Brief
Reproduce only the lines from the one containing "Batch job #47 — class: woman's ear." through the one containing "632;375;761;497", inclusive, substituting "object" for "instance" and leaving everything else unchanged.

════════

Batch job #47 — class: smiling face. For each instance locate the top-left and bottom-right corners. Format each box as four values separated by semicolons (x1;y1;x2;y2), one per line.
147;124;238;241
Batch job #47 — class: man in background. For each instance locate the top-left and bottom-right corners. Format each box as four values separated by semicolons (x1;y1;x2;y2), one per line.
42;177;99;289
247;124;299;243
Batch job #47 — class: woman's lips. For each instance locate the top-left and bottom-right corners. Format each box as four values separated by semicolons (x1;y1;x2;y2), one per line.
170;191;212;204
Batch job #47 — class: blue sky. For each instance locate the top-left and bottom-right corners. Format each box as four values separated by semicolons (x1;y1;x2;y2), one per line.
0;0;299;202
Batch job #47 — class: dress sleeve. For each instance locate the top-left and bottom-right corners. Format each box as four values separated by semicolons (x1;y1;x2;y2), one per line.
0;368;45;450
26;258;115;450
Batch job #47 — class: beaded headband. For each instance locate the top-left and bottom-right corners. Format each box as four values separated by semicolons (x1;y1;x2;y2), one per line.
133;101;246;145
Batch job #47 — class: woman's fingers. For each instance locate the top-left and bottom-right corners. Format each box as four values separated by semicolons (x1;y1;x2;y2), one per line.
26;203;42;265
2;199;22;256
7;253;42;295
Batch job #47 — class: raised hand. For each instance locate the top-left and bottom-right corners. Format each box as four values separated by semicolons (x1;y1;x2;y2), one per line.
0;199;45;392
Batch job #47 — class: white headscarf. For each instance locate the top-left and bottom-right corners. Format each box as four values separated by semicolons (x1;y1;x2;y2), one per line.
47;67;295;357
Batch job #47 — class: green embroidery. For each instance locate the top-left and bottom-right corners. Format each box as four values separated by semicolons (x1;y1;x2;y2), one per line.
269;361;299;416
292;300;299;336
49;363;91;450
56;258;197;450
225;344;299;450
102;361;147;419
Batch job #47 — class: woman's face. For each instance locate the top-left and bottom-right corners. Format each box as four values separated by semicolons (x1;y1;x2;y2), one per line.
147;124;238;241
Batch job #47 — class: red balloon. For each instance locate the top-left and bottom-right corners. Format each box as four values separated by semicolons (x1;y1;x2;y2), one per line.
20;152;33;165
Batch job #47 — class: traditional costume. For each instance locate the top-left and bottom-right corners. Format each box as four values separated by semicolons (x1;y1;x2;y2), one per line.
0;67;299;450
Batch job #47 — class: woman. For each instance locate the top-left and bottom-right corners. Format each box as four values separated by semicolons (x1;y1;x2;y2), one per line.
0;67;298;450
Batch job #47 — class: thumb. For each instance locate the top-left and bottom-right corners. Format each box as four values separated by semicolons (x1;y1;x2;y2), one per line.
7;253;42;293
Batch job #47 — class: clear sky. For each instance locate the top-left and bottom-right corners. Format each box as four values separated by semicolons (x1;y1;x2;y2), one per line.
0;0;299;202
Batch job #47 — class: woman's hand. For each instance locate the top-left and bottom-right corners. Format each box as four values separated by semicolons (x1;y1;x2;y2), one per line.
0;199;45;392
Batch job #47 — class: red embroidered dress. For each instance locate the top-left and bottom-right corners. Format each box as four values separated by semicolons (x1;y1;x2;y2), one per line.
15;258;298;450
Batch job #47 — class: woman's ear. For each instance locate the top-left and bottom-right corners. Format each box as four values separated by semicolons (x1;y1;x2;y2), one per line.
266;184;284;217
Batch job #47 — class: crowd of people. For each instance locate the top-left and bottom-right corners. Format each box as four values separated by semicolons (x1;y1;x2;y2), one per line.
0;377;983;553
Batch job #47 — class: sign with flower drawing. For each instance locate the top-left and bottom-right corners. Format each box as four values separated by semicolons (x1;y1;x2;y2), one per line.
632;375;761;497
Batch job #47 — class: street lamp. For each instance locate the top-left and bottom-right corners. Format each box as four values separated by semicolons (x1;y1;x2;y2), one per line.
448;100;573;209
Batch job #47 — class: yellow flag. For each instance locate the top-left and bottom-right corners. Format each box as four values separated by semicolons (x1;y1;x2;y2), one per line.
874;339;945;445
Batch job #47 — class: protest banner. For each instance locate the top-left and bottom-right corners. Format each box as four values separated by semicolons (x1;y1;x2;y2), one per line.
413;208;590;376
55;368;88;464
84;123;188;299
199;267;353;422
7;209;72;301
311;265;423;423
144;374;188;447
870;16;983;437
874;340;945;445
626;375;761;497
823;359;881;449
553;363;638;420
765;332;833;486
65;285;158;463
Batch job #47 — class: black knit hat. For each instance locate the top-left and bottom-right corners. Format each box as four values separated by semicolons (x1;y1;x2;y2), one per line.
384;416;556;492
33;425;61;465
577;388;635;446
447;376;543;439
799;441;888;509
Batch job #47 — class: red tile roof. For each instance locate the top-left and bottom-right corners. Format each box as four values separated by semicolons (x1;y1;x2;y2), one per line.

════════

Response to this exercise
Batch job #47 — class: woman's ear. For each object locate the top-left and bottom-right corners. Format each box as four values separated by semicolons (x1;y1;x2;y2), one per line.
266;184;284;217
Batch job #47 — class: crowd of people. For each object locate the top-left and bottom-right corners. Format each box as four values separated by semicolons (x1;y1;x2;y2), one per line.
0;377;983;553
Batch job #47 — class: sign with flower drawing. For each object locate the top-left and bottom-right corners. Format each box as four values separated by semicolons (x1;y1;x2;y2), one per line.
632;375;761;497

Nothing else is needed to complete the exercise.